Dados de anotação de localização de objetos
☆ ☆ ☆ ☆ ☆ ☆ ☆

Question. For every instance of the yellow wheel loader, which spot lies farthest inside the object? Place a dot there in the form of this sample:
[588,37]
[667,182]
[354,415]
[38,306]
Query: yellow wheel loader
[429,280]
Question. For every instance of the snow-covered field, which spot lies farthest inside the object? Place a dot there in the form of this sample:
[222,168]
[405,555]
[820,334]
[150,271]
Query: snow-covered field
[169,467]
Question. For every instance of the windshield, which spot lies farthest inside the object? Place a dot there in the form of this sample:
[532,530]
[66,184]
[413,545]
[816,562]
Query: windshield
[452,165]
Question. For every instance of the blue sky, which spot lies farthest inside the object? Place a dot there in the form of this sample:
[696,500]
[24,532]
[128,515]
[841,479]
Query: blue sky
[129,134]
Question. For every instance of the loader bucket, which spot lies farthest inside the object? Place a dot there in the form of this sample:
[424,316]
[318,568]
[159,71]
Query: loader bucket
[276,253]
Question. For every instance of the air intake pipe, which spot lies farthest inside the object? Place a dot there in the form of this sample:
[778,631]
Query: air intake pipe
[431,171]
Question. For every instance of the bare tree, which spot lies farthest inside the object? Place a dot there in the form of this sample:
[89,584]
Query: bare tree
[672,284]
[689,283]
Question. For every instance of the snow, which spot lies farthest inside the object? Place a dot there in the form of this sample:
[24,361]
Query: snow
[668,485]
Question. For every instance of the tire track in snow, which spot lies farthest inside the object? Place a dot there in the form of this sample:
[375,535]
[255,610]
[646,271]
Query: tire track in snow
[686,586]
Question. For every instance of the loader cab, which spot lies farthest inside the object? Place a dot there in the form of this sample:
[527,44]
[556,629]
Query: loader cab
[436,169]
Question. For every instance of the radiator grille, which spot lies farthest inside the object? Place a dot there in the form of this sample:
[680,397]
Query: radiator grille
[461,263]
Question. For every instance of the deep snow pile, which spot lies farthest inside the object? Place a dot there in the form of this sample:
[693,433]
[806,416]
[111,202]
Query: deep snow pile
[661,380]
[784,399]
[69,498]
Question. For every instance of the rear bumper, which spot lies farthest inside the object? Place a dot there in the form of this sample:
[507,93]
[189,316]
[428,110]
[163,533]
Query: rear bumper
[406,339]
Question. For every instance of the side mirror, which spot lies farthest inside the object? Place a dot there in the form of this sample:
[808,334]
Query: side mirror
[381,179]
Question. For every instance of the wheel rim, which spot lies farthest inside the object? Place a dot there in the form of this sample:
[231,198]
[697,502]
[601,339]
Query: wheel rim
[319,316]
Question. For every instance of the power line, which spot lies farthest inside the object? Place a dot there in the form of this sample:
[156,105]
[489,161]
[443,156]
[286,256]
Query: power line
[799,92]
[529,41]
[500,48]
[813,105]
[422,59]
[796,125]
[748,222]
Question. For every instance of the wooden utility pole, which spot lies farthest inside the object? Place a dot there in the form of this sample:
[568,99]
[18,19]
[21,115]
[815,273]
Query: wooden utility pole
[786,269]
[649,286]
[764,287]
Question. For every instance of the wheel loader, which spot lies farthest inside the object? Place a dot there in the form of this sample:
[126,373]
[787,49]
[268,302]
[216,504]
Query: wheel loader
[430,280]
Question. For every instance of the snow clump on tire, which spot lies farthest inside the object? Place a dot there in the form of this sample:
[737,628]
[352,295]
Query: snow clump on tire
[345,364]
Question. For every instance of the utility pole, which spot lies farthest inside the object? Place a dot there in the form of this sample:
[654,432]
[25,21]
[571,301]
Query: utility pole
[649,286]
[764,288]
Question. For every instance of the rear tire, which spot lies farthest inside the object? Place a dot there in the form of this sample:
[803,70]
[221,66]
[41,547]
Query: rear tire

☆ ☆ ☆ ☆ ☆ ☆ ☆

* _O que fazer_:
Por favor, transcreva sem nenhuma alteração o trecho que vai da linha que contém "Question. For every instance of the wheel loader, which" até a última das linhas acima, incluindo as duas pontas.

* _Resultado final_:
Question. For every instance of the wheel loader, which spot lies farthest inside the object? Place a dot there in the form of this sample:
[126,373]
[787,49]
[268,302]
[216,504]
Query: wheel loader
[430,280]
Question. For every instance of the snow clump on tire, which spot lies farthest inside the object? Place a dot there in the form of this sample:
[737,628]
[352,295]
Query: snow clump on tire
[345,364]
Question. For every instance of the utility pole, which spot lies farthest inside the object? Place a dot there in the form of this sample:
[654,432]
[25,21]
[571,301]
Query: utility pole
[649,286]
[764,288]
Question. For every instance of the rear tire, which spot lies farthest inside the object? Place a dot there in the form of this sample:
[803,70]
[221,66]
[41,547]
Query: rear tire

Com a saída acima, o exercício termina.